Dataset content:
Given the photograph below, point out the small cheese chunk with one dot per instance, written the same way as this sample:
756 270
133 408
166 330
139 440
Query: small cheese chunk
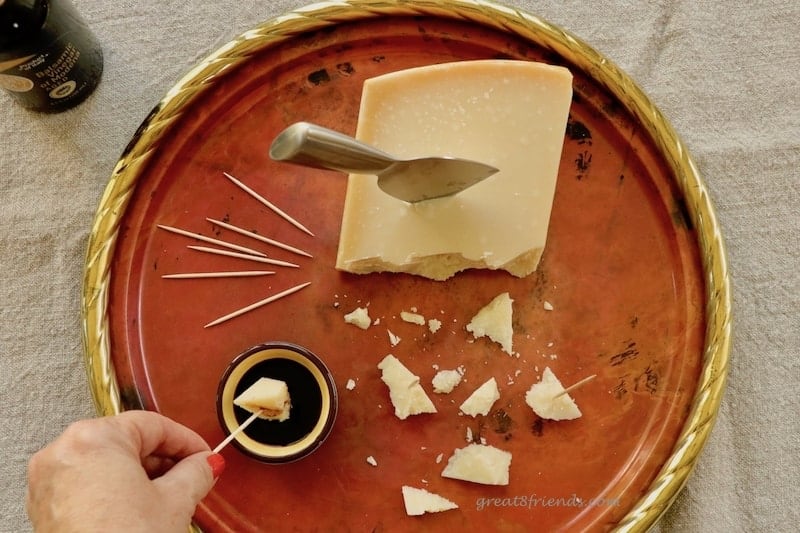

What you need to do: Every line of the material that holds "small" should be copied out as the answer.

Exercise output:
Given the photograph below, point out the small cheese chunk with one dot per instance, written the same way as this sample:
Query: small cheese chunk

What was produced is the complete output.